Find every line in the data below that contains the word "river", and copy each of those lines. Letter case matters.

(Image region labeling entries)
____________
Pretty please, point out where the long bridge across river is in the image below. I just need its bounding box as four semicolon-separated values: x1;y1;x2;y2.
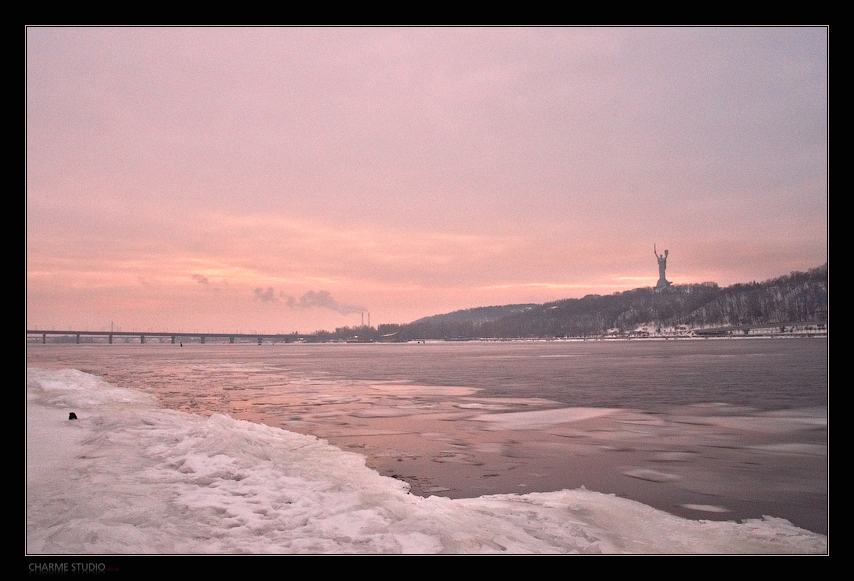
27;329;300;345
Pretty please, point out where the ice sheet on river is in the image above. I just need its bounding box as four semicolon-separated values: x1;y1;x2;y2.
26;370;827;554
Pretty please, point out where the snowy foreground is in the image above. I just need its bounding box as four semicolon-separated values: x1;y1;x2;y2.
26;369;827;555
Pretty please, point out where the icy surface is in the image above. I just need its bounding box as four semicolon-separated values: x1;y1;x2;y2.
26;369;827;554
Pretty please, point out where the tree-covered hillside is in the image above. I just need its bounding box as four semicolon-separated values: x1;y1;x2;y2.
397;264;828;340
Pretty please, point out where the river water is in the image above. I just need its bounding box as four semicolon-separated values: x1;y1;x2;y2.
27;338;828;534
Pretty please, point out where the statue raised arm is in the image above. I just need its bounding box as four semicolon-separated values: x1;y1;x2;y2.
652;244;670;289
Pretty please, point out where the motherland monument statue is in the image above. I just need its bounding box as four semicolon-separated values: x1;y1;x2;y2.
652;244;670;291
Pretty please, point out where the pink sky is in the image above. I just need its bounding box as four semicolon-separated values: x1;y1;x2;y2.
26;27;828;333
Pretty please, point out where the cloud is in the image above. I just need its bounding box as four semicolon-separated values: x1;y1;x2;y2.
286;289;367;315
254;286;279;303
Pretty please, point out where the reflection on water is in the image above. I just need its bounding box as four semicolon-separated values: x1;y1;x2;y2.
27;339;827;533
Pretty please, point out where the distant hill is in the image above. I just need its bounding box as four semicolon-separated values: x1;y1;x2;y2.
398;263;829;340
412;303;540;325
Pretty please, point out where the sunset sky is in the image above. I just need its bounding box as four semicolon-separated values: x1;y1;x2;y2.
26;27;828;333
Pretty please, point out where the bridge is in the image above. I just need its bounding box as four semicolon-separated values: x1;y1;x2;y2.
27;329;300;345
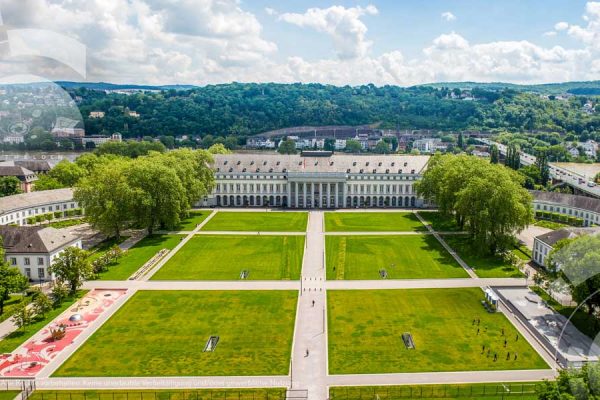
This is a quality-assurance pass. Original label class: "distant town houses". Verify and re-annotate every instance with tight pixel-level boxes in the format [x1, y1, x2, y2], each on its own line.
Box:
[0, 161, 38, 193]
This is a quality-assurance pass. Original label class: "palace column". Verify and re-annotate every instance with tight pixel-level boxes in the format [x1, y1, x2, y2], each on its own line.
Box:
[319, 182, 323, 208]
[293, 182, 298, 208]
[302, 182, 307, 208]
[333, 182, 339, 208]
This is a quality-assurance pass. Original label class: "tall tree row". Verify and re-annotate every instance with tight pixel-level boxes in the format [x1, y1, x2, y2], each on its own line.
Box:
[417, 155, 532, 254]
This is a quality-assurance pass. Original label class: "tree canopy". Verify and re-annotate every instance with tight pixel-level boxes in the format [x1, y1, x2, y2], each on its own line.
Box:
[416, 154, 533, 253]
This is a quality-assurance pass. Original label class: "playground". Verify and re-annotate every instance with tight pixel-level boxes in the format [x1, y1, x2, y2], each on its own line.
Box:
[54, 291, 297, 377]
____________
# Written response:
Pretty please, point out where the long bridge across river is in the image below. I just need its bounding box as four semicolon-separated values: x1;y1;x2;y2.
Pretty please, point out where the ice sheet on river is in the image above. I just need its bounding box as four semicolon-separated values: x1;y1;x2;y2.
Pretty please, point out where the river water is in the image above. I just need its bounding box as four semicolon-separated values: x1;y1;x2;y2.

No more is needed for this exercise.